◆ **Data to process**:
___

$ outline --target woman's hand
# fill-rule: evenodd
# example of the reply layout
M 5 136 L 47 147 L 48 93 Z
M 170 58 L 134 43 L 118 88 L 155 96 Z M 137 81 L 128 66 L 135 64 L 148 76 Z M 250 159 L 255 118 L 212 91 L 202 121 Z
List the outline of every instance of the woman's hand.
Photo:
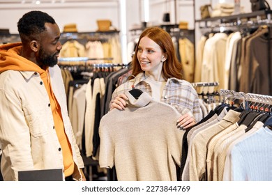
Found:
M 119 110 L 124 110 L 126 107 L 126 100 L 128 100 L 128 98 L 125 94 L 121 94 L 119 96 L 116 96 L 112 101 L 109 110 L 114 108 L 118 109 Z
M 86 181 L 86 178 L 85 178 L 85 176 L 84 176 L 84 171 L 83 171 L 83 170 L 82 170 L 82 169 L 80 169 L 80 173 L 81 173 L 81 176 L 82 176 L 82 181 Z
M 187 129 L 196 123 L 194 117 L 188 114 L 181 116 L 177 120 L 177 123 L 178 127 L 181 129 Z

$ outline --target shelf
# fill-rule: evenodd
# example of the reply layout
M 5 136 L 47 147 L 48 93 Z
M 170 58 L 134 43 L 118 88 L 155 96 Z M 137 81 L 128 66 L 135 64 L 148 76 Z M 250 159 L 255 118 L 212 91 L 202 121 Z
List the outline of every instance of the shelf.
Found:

___

◆ **The request**: Pick out every line in the items above that contains the word "shelf" and copy each one.

◆ **Exercise result**:
$ outline --target shelf
List the outline of every instance of the shelf.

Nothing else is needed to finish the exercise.